> [WHAT IS NEEDED]
Starting at the line that holds "of the bedroom", set down each line through the end of the listing, exactly as written and with nothing added.

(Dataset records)
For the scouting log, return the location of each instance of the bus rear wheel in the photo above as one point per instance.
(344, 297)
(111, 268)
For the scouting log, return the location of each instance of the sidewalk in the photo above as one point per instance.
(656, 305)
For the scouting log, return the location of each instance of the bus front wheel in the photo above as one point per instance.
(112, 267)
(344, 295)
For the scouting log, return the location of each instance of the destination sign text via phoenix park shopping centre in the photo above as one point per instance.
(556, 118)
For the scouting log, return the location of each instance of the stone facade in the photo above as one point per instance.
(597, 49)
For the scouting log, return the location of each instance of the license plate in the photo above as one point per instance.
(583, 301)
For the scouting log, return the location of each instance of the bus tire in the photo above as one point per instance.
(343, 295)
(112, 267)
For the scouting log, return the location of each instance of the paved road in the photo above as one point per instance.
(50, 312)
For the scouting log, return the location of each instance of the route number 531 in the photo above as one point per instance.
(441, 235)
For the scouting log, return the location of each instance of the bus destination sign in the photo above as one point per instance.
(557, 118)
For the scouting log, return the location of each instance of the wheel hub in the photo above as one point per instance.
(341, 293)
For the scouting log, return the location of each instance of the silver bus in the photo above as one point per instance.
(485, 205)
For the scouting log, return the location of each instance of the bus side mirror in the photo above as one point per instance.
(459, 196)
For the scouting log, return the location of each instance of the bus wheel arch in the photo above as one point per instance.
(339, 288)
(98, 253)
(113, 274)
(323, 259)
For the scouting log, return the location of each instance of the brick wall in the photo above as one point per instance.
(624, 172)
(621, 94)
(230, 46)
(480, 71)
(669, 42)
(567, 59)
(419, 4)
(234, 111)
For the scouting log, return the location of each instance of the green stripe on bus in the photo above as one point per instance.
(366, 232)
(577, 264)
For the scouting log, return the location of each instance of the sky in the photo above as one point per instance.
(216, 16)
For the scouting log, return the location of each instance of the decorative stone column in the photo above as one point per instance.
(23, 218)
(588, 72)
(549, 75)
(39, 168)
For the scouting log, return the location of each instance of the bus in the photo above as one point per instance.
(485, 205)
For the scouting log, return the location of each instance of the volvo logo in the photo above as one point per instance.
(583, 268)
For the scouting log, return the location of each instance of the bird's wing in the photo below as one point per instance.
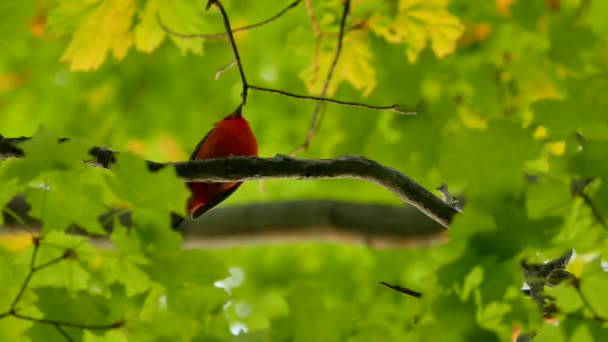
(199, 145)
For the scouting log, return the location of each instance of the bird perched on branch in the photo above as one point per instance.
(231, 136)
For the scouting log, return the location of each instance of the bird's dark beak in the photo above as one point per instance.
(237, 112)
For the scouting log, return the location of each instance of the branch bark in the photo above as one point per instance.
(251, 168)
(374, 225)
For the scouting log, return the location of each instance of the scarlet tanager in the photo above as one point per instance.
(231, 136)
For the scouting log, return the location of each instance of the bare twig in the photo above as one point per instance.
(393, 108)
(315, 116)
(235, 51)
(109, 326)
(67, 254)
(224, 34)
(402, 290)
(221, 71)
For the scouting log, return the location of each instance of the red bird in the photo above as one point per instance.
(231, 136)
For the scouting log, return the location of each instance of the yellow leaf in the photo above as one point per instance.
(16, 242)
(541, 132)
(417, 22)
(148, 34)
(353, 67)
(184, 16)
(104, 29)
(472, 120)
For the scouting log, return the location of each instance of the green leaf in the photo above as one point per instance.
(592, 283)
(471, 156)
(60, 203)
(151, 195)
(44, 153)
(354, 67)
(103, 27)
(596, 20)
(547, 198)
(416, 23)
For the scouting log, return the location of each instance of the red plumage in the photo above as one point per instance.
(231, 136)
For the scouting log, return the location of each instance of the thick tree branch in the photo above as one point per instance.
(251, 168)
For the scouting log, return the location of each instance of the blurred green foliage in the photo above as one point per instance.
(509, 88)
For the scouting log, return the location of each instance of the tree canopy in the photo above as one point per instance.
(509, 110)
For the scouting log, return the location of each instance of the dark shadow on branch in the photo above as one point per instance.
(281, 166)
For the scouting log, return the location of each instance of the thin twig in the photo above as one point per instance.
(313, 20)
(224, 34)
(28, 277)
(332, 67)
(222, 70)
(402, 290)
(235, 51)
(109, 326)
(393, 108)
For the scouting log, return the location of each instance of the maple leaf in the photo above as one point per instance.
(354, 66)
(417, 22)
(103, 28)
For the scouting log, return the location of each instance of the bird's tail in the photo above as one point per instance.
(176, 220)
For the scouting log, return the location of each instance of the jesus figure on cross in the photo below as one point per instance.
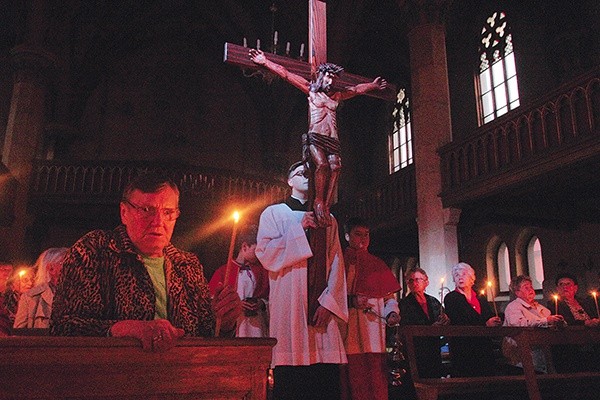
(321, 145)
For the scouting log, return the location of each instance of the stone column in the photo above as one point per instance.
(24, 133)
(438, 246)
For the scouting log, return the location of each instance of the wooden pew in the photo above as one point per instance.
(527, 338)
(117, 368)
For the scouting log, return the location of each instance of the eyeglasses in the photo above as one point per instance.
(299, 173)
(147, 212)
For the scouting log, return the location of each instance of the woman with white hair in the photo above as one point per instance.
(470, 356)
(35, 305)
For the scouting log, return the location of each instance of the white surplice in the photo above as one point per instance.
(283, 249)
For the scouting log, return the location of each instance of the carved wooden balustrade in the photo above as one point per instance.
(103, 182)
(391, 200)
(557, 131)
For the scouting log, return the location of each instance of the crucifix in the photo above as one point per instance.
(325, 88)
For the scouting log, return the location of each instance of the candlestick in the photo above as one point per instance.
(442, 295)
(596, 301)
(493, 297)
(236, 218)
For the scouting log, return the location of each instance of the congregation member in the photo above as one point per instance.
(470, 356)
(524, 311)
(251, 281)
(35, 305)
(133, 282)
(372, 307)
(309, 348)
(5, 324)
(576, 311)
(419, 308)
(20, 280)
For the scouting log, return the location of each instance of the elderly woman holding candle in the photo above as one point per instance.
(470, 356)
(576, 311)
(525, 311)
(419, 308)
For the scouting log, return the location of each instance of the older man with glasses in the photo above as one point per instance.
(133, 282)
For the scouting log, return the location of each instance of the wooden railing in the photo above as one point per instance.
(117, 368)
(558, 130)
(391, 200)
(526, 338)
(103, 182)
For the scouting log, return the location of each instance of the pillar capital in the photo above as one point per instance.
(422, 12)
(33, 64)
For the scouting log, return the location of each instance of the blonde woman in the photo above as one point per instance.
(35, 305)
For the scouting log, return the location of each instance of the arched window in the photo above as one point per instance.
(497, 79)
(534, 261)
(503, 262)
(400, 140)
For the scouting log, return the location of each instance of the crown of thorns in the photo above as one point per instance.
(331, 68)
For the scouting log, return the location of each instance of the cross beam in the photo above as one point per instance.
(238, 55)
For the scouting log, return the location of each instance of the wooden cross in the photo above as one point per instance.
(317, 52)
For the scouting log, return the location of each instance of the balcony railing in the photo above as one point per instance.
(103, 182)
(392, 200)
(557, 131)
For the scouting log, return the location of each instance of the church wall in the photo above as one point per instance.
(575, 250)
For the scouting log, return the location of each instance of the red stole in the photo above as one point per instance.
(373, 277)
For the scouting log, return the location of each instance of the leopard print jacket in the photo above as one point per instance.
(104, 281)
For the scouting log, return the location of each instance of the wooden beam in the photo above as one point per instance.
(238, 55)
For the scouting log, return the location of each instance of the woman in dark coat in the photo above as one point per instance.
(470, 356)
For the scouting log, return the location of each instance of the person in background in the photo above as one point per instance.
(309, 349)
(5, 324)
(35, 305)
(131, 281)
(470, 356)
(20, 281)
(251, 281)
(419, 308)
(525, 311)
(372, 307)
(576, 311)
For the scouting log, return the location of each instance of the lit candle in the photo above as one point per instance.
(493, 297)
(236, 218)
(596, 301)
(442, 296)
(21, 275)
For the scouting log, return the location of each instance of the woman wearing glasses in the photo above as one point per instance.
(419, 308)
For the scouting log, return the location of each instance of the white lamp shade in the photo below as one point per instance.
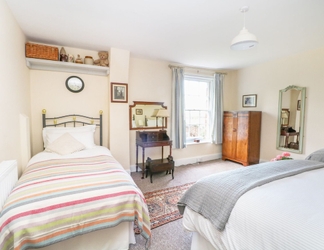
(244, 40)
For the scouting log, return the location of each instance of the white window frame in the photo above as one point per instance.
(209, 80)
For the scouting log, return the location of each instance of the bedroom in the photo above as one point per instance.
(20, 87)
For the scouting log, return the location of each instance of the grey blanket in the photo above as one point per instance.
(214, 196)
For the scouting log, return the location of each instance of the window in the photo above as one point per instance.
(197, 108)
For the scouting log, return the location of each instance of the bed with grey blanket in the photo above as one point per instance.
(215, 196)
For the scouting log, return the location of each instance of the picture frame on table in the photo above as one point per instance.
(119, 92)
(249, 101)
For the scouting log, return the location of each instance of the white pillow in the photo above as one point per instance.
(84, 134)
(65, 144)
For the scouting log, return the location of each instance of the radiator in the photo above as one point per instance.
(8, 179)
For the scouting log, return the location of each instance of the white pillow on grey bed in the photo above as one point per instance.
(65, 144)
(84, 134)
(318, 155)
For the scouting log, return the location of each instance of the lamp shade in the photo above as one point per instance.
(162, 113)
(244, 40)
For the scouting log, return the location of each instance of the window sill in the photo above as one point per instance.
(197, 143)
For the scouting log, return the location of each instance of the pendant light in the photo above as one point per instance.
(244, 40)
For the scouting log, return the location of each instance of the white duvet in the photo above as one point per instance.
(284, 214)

> [WORKED SOLUTION]
For the scouting log, return the location of each instance of the bedroom in the photo above as one point per instance.
(20, 87)
For the scouting log, return the location of each instance of the grey blanket in the photo above as one point per instance.
(214, 196)
For the scouting log, return the location of each instance of the window in the photo above as one point per instance.
(197, 108)
For the scouting log, return the location of each instance of the bed with grey blanket in the photo above as one point per instance.
(215, 196)
For the scouting log, return the location of each instance of the picture frame on table in the photo above as one point per instance.
(119, 92)
(249, 101)
For the scouting log, return the location of each instance of the white pillow in the photo above as one point per instance.
(84, 134)
(65, 144)
For the scouting log, return the location of each instance of the radiator in the photo above as one point per instance.
(8, 179)
For the scouting log, return the location of each instance of the white pillow on grey bed in the photo above as one point per instance.
(65, 144)
(84, 134)
(318, 155)
For the scouting log, return the location of each instance of the lamp shade in the photo above as one point per instance.
(162, 113)
(244, 40)
For the scouting log, return the location of each instance of the window sill in the photo above as one point per instance.
(197, 143)
For the scouting log, return the location of each instance of the pendant light in the photo above as one point per instance.
(244, 40)
For the scouting log, return the location of each instance of the white duvet in the photo above as one point per instance.
(284, 214)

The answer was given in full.